## [Exercise requirements]
Could you transcribe each record below exactly as written, setting the pictures aside?

**** Source data

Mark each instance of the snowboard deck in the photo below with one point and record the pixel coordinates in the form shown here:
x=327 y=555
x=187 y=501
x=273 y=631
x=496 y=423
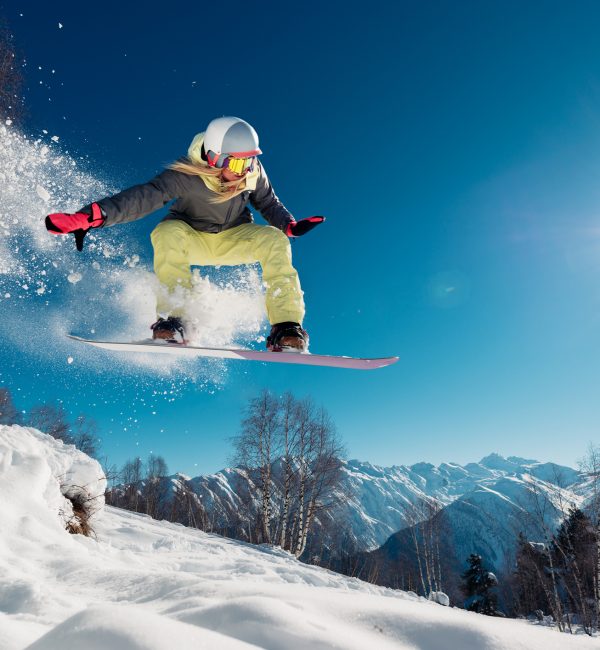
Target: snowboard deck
x=191 y=351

********

## [Completed task]
Mark each instance of the snowboard deck in the photo below with one point and record the pixel coordinates in the form shown here:
x=327 y=555
x=187 y=501
x=273 y=631
x=496 y=423
Target: snowboard deck
x=191 y=351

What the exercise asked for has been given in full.